Problem:
Every line below must be reproduced exactly. Copy them all.

[Start of Attachment]

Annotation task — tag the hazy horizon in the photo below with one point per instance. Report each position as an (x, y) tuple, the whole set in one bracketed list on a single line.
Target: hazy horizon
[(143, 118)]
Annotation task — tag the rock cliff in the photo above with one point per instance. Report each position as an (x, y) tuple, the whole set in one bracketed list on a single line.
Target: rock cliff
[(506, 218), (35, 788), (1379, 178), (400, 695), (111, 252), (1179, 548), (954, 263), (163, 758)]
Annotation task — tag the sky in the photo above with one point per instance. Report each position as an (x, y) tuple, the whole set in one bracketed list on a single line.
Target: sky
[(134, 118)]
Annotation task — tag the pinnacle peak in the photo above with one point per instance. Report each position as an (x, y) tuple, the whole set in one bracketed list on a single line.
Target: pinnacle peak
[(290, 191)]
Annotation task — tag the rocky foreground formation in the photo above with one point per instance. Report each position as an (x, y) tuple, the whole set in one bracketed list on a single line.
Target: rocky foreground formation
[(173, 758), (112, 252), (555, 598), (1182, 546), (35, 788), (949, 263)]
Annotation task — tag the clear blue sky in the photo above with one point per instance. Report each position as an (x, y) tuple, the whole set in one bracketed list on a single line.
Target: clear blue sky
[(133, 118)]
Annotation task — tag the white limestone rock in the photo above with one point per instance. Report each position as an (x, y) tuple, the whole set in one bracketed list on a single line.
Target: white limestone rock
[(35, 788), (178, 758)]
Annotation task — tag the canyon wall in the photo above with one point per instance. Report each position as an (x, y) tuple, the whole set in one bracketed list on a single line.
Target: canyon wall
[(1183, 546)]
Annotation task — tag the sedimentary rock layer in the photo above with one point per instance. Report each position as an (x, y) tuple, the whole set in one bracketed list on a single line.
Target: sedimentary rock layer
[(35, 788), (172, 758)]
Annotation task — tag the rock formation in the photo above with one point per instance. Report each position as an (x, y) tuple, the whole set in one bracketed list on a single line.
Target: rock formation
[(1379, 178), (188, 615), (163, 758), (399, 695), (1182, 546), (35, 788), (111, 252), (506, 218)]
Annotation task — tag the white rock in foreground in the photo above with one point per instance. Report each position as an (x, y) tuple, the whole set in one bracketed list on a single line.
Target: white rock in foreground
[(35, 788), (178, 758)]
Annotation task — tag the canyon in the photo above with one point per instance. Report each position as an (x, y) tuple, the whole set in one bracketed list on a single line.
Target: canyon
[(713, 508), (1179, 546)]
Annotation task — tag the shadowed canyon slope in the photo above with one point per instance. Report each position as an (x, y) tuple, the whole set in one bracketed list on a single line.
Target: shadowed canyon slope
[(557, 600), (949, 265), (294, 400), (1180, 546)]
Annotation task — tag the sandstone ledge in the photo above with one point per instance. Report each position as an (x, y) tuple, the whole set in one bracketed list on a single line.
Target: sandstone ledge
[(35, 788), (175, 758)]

[End of Attachment]

Final answer:
Annotation task — tag the hazy horizon in the photo below with one point per instance. Report each position as an (x, y) tuple, the whole set in one bracketed list on a single line.
Target: hazy horizon
[(143, 118)]
Annotation task — tag the rock cliff in the photo above with one point per instance. Report each position as an (x, y) tuple, the whole set in one bracketed list on a single line.
Target: rock cliff
[(506, 218), (35, 788), (1379, 178), (400, 695), (111, 252), (1179, 548), (954, 263), (163, 758)]
Annotation task — tag the sky in the photo above with one point per instance. Report each position as an (x, y) tuple, the whole set in one bracketed list on a single line.
Target: sky
[(134, 118)]
Annotation task — tag the pinnacle peak in the photo above with one point per instance. Report each position as an (x, y) tuple, the whole set in one bracketed list on a single line.
Target: pinnacle peak
[(290, 191)]
Annotation task — tag the rocky foreground formation in the photo above with one point per instance. Report each position as an (x, y) tuple, the whole set in one bracketed list on a single line.
Target: rocky foreground formation
[(173, 758), (112, 252), (555, 598), (1182, 546), (35, 788), (949, 263)]
Annotation task — tag the clear blue sky in the photo above with one point per instance. Report each position as an (x, y) tuple, the whole set in one bracketed list on a single line.
Target: clear blue sky
[(133, 118)]
Annotation task — tag the white limestone rock in the photo above with one point per instance. Report each position as an (x, y) tuple, the whole set in one bracketed list on a single line.
Target: white limestone rock
[(35, 788), (178, 758)]
Annotation task — tag the canyon wall in the photo above with one point per instance. Report each position as an (x, y) tuple, the whole set in one bracketed list on a single line.
Target: canyon wall
[(1183, 546)]
Annotation task — tag the sedimentary rock layer in the photo above with one point per instance. Report each position as an (x, y) tuple, the whole set in one bracketed list on a single line.
Target: sedimentary rock layer
[(35, 788), (172, 758)]
Annotation task — tag the rock formation in the photo above with one point per instance. Report each position as an (x, y) tuple, the whole set in one bracketed list on a single line.
Target: rock formation
[(1379, 178), (188, 615), (163, 758), (399, 695), (1182, 546), (35, 788), (111, 252), (506, 218)]
Annotation task — tag the white rock in foreground in the photo above with one point per instance. Report each position as an (x, y) tuple, the whole set in one bracketed list on a single line.
Target: white rock in foreground
[(35, 788), (178, 758)]
Annotation task — tag the canyon in the photo above with one point per instance. Report each position as an (x, y) tuple, the whole set in one bracketed list on a single line.
Target: canyon
[(713, 508), (1179, 546)]
Annotation task — tag the shadowed canyon slope in the photo above with one point per instance. Report each position as an (x, y) tuple, the whole set in one bracketed list on a single line.
Target: shadowed canyon slope
[(557, 600), (949, 265), (294, 400), (1180, 546)]
Annotation task — tag the sandstone ledge in the photo above with one point per instance. Report each position as an (x, y) tuple, the whole set in one bracketed list on a single line.
Target: sandstone ledge
[(35, 788), (175, 758)]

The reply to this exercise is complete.